--- START ---

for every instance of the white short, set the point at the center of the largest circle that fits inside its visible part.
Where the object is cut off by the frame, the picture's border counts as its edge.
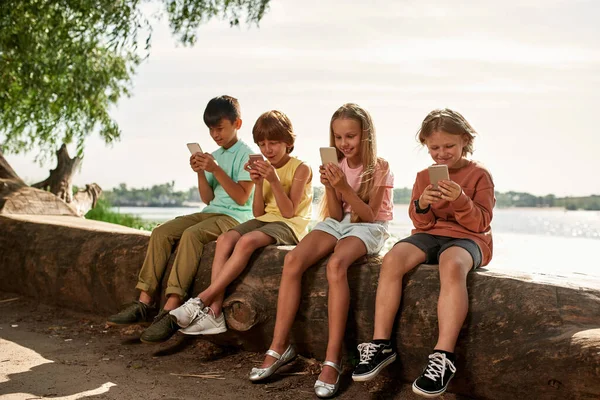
(373, 234)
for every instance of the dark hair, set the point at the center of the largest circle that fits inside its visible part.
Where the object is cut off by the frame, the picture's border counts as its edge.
(274, 125)
(221, 107)
(449, 121)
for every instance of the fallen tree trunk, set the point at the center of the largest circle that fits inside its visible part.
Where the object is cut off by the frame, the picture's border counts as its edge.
(53, 196)
(524, 336)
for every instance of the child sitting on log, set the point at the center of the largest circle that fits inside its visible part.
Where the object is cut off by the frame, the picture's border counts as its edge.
(452, 229)
(282, 209)
(358, 206)
(225, 186)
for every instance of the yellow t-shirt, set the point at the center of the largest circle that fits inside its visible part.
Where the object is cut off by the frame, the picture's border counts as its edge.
(300, 220)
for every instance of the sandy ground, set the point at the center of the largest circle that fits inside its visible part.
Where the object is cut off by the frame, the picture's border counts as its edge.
(47, 352)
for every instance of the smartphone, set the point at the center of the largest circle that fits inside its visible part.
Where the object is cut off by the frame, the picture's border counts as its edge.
(438, 173)
(252, 158)
(328, 155)
(195, 148)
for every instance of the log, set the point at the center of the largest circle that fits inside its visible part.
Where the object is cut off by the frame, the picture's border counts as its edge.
(527, 335)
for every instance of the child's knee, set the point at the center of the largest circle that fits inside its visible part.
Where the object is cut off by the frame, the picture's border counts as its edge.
(337, 269)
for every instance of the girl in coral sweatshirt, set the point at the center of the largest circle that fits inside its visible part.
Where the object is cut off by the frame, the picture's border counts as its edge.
(452, 229)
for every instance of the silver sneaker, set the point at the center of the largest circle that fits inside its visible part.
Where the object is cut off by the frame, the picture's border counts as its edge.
(324, 389)
(258, 374)
(188, 311)
(206, 324)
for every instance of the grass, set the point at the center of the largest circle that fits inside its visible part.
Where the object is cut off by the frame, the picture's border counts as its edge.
(103, 212)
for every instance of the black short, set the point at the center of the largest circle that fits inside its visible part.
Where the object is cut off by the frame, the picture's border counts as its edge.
(433, 246)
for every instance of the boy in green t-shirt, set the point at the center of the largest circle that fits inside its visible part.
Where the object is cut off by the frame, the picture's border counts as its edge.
(225, 186)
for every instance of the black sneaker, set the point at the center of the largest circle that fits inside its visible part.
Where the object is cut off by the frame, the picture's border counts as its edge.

--- END ---

Scan the entries above for the word "child" and collect each line holding it.

**Result below:**
for every instance of the child sitting on log, set the point at the center of the largest circle that fits inside its visible part.
for every instance of the child's knee, set the point at the center of the largest circle that fits inside its visible part.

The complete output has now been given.